# Text block start
# House insurance increases



## STech (Jun 7, 2016)

I knew, and expected to be paying more insurance due to the recent increase in floods in Ontario, but c'mon, my renewal rate next year will be 65% higher than it was 5 years ago. Absurd to say the least. I'm shopping around obviously, and I have a question that hopefully someone can help with.

The biggest question I have is replacement cost. One company quoted me as 500K, while the other at 380K. The 380K does however provide "replacement cost" up to 700K. So what gives here? I don't want to under or over insure myself, but I can't really figure this major difference out. There is a 50% price difference between the two companies.


Thanks in advance.


----------



## OhGreatGuru (May 24, 2009)

1. Shouldn't you be asking the companies you got the quotes from to explain the coverage? We certainly don't have copies of their policies.

2. You also haven't said whether or not you are in a defined flood hazard area.

3. Usually when insurance companies make these kinds of increases they send out some information trying to explain them. Do you read your mail?


----------



## STech (Jun 7, 2016)

OhGreatGuru said:


> 1. Shouldn't you be asking the companies you got the quotes from to explain the coverage? We certainly don't have copies of their policies.


I'm waiting on the second company to provide me with the full policy wording before I sign up. I wanted to get some independent info, instead of just relying on the company or their sales reps.



> 2. You also haven't said whether or not you are in a defined flood hazard area.
# Text block end
# Listing start
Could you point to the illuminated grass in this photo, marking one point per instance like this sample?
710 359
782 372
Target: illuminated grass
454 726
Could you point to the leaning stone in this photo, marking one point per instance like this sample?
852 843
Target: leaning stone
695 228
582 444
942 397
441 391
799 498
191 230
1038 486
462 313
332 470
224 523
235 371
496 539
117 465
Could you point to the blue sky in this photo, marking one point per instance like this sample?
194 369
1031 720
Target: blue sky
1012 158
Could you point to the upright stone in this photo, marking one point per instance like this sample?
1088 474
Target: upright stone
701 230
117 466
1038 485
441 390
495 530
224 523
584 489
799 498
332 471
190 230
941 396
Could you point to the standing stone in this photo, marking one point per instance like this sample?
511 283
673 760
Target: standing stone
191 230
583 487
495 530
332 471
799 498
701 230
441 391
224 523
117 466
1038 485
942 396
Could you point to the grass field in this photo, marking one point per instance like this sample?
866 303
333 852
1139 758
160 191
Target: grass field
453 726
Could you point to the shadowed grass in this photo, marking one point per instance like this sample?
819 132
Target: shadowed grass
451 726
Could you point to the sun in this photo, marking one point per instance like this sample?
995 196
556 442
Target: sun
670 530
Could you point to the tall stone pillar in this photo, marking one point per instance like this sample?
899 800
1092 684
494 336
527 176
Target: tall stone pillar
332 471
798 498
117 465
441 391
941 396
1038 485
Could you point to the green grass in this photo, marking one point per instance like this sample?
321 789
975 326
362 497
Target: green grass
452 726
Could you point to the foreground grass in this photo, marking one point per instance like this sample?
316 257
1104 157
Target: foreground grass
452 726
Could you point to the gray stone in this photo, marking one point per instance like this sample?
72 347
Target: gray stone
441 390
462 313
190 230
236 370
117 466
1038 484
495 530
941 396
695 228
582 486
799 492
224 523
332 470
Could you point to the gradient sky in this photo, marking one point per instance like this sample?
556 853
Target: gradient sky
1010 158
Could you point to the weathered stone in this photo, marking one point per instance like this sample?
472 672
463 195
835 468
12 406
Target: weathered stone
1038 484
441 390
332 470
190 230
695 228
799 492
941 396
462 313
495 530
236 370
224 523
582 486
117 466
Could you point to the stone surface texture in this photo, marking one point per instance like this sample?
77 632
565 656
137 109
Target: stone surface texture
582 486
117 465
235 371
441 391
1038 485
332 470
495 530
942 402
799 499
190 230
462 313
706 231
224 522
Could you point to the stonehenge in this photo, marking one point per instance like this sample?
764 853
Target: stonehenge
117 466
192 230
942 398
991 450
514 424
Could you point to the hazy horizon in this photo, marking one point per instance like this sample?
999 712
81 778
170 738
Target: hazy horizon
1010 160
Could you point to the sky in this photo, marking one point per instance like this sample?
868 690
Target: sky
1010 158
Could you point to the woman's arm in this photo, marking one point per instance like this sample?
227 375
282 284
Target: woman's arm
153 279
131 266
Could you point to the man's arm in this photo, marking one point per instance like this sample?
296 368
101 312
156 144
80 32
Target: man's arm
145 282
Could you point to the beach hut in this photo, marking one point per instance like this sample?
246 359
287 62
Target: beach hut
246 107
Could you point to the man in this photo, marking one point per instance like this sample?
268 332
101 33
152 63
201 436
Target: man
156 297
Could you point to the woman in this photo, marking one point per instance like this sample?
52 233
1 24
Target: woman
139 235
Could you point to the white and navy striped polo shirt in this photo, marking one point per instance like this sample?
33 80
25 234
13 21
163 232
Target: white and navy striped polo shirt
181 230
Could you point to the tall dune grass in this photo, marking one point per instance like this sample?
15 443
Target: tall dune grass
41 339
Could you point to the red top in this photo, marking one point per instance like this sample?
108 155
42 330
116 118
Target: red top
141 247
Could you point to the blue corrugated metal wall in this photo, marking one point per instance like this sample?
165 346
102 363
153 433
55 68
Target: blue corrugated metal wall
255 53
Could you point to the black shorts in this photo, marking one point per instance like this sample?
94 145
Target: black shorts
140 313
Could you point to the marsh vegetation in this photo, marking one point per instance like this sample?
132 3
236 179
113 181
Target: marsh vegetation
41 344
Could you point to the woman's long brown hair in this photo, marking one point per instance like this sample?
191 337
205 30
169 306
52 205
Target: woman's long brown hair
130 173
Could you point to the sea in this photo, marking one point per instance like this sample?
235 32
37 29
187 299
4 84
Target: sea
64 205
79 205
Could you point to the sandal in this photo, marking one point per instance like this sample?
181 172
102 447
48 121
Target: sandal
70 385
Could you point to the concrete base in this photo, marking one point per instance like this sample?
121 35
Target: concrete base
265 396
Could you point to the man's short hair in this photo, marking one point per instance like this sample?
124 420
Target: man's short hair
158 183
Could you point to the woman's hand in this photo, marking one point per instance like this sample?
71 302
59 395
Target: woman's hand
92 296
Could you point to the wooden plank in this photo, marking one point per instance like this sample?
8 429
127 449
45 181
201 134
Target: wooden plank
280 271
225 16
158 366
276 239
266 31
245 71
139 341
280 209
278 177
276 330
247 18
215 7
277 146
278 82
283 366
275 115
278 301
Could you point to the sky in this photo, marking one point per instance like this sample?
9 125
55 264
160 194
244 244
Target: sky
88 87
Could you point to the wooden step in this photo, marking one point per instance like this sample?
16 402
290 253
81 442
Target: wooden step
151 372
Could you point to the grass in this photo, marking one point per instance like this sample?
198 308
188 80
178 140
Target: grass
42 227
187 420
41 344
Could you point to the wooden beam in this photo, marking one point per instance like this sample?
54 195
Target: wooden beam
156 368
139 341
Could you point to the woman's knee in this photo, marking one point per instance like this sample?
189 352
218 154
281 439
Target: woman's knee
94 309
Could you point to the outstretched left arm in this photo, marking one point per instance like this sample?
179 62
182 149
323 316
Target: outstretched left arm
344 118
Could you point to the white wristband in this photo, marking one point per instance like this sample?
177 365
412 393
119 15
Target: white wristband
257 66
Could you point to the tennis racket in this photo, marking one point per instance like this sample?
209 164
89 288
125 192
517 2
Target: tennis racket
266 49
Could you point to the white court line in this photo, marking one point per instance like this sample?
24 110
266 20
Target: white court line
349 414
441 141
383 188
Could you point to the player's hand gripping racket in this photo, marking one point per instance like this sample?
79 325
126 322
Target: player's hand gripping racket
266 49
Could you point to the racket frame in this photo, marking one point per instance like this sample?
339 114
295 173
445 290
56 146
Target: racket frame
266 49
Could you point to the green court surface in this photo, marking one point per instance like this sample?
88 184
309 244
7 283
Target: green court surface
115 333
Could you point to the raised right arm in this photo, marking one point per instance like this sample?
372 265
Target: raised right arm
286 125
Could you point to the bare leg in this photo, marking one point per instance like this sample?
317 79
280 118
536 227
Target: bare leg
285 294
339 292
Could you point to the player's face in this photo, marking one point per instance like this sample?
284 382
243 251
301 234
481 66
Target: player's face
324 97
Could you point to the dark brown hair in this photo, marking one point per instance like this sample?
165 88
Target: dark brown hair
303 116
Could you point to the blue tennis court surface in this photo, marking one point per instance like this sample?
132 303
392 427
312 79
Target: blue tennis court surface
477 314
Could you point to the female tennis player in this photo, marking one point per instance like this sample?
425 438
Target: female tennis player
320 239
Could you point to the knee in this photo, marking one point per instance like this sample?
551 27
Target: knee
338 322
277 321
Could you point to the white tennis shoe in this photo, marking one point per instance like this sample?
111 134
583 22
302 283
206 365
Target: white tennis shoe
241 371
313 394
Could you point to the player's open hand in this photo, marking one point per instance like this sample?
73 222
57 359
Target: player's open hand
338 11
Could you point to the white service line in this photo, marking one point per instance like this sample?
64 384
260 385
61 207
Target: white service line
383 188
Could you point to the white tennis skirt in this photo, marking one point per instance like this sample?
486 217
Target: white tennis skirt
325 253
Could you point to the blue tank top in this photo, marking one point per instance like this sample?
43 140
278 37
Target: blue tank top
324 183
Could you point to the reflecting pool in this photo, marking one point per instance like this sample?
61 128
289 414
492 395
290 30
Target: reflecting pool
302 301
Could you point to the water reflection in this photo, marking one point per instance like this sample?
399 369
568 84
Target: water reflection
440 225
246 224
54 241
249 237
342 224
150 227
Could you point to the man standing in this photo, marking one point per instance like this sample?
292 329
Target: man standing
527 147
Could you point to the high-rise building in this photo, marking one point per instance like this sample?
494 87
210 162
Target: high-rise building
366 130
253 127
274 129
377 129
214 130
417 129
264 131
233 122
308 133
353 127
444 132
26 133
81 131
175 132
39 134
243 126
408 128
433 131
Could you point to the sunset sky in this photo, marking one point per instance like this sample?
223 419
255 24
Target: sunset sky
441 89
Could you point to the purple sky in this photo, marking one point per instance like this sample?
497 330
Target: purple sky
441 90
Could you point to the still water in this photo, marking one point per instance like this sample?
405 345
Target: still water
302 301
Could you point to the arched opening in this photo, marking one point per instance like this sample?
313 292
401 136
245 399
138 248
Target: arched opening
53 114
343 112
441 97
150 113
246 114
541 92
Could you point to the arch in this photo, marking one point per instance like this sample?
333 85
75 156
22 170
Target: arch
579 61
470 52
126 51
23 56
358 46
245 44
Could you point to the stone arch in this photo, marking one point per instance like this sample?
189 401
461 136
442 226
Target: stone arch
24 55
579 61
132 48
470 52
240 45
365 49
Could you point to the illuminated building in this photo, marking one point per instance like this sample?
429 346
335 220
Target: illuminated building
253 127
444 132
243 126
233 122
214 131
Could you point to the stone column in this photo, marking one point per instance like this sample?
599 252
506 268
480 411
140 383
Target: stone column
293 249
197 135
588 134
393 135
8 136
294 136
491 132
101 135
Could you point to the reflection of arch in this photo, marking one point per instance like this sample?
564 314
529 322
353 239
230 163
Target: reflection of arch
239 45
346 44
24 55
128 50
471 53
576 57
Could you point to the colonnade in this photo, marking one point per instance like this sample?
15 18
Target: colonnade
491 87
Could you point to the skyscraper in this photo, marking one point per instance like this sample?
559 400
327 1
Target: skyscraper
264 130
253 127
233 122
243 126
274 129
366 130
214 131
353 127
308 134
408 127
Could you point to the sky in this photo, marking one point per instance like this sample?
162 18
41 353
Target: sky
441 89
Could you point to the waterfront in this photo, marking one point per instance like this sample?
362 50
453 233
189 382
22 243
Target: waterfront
# Listing end
### Exercise tasks
**A.** Translate this sentence from the house insurance thread into Spanish: "The biggest question I have is replacement cost."
**B.** Carry on the house insurance thread from the point where it stops.

### Expected outputs
**A.** La mayor duda que tengo es el costo de reposición.

**B.**
The designation for my area hasn't changed in the past few years. But from what I've heard and read, insurance rates in Ontario have been going up very steadily. Partly because of the increased floods, and partly because of the Liberal government debauchery.



> 3. Usually when insurance companies make these kinds of increases they send out some information trying to explain them. Do you read your mail?


I read every little detail I get my hands on. Last year they sent me a little pamphlet talking about how insurance is changing due to the floods, and how now they offer "overland water protection". This year I got nothing with my renewal, except for another 19% increase in rates. Needless to say, they lost a customer.


----------



## Mukhang pera (Feb 26, 2016)

STech said:


> The biggest question I have is replacement cost. One company quoted me as 500K, while the other at 380K. The 380K does however provide "replacement cost" up to 700K.


I must confess to not understanding the foregoing. You say one company quoted, using a replacement cost figure of $500k. The other based its quote on a replacement cost of $380k, but heck, that can be stretched to $700k in a pinch. Probably just my own lack of knowledge in these things. OGG evidently had no difficulty in comprehension.

I went along with the same insurer, quite complacently, starting off with an annual premium of about $3,000 ten years ago. Last year they wanted $5,400, explaining when I emailed that the underwriters decided that replacement cost had jumped from something like $650,000 to something like $800,000 (I do not recall the exact figures). That motivated me to shop around and I managed to get the $5,400 cut in half.


----------



## Mortgage u/w (Feb 6, 2014)

Mukhang pera said:


> I must confess to not understanding the foregoing. You say one company quoted, using a replacement cost figure of $500k. The other based its quote on a replacement cost of $380k, but heck, that can be stretched to $700k in a pinch. Probably just my own lack of knowledge in these things. OGG evidently had no difficulty in comprehension.
> 
> I went along with the same insurer, quite complacently, starting off with an annual premium of about $3,000 ten years ago. Last year they wanted $5,400, explaining when I emailed that the underwriters decided that replacement cost had jumped from something like $650,000 to something like $800,000 (I do not recall the exact figures). That motivated me to shop around and I managed to get the $5,400 cut in half.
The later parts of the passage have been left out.